Provided information>
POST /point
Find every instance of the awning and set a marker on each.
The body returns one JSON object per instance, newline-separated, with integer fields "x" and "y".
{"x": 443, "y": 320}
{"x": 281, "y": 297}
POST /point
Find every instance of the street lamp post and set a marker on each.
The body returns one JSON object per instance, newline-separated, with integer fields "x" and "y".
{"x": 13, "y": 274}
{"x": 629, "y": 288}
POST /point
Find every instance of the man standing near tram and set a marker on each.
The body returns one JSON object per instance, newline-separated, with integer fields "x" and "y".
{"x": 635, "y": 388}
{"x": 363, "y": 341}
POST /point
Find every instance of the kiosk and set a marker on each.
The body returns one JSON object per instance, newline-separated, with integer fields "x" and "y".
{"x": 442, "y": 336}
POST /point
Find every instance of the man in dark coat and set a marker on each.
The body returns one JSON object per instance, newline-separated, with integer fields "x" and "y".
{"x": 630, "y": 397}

Aim> Please copy all of the lines above again, requests included, and shift every x and y coordinate in the answers by -144.

Task answer>
POST /point
Find every instance of the awning and set a marker on each.
The body returns one JSON object per instance, newline-separated, with integer fields "x" and "y".
{"x": 299, "y": 176}
{"x": 137, "y": 153}
POST /point
Find every instance of the street lamp post and set a marker on each.
The body returns one JSON object per instance, newline-separated, with integer fields "x" and "y".
{"x": -131, "y": 130}
{"x": 485, "y": 144}
POST /point
Find every instance of the man standing near tram and set a marker on each.
The body returns one JSON object per instance, newline-separated, with integer fields "x" and "y".
{"x": 491, "y": 244}
{"x": 219, "y": 197}
POST /point
Find every instance of the kiosk and set a marker on each.
The body returns one JSON object per instance, newline-separated, with integer fields "x" and "y".
{"x": 298, "y": 192}
POST /point
Find every instance of the man in dark coat and set a marker on each.
The body returns one JSON object per instance, newline-separated, with integer fields "x" and "y".
{"x": 486, "y": 253}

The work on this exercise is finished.